(Work task 1) In the passage about the disclosure of the president's oxygen treatment, where did Conley hold his Sunday news briefing?
(Work task 2) Print the passage about the disclosure of the president's oxygen treatment between "In a Fox News" and "Farah changed course.", inclusive.

(Source passage)

━━━━━━━━━━

Trump’s doctors knew Saturday — and declined to tell reporters — that the president had been given supplemental oxygen the previous day. But White House communications director Alyssa Farah suggested Sunday that the doctors didn’t inform the public because they didn’t have the information.
In a Fox News interview Sunday afternoon, Farah claimed the doctors were initially hesitant because accuracy is “more important than speed.”
“We’re committed to being transparent with the public, but what I’ve learned in these moments is that accuracy is, in fact, more important than speed,” Farah said. “We’d rather get you the fully accurate, full-picture information rather than rush out the door with facts when we don’t necessarily have all of that.”
When host Trace Gallagher pointed out that the doctors had the information but chose not to release it, Farah changed course.
“And to my second point, though, what I would say is, it’s a very — it’s a common medical practice that you want to convey confidence and you want to raise the spirits of the person you’re treating,” she said. “I know this president. I don’t know that he needs his spirits raised, but I think it’s actually a very common medical practice to do that. So if anything, the doctor was giving a really strong and confident viewpoint.”
Earlier Sunday, at a news briefing outside Walter Reed National Military Medical Center in Bethesda, Md., Conley, Trump’s doctor, said that in not initially disclosing that Trump had been on oxygen, he was “trying to reflect the upbeat attitude that the team, the president, over his course of illness, has had.”
“I didn’t want to give any information that might steer the course of illness in another direction. And in doing so, you know, it came off that we were trying to hide something, which wasn’t necessarily true,” Conley said.
Farah on Sunday also disputed reports that Trump is angry with Chief of Staff Mark Meadows for telling reporters his condition was concerning.
“No, absolutely not. Mark Meadows has barely left the president’s side,” Farah said. She added: “Honestly, if anything, I think the chief of staff’s comments reflect how close their relationship is. … They couldn’t be closer, working together throughout this.”

━━━━━━━━━━

(Collected material)
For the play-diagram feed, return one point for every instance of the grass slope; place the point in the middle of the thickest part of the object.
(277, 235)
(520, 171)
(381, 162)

━━━━━━━━━━

(Answer space 1) Outside Walter Reed National Military Medical Center in Bethesda, Md.

(Answer space 2)
In a Fox News interview Sunday afternoon, Farah claimed the doctors were initially hesitant because accuracy is “more important than speed.”
“We’re committed to being transparent with the public, but what I’ve learned in these moments is that accuracy is, in fact, more important than speed,” Farah said. “We’d rather get you the fully accurate, full-picture information rather than rush out the door with facts when we don’t necessarily have all of that.”
When host Trace Gallagher pointed out that the doctors had the information but chose not to release it, Farah changed course.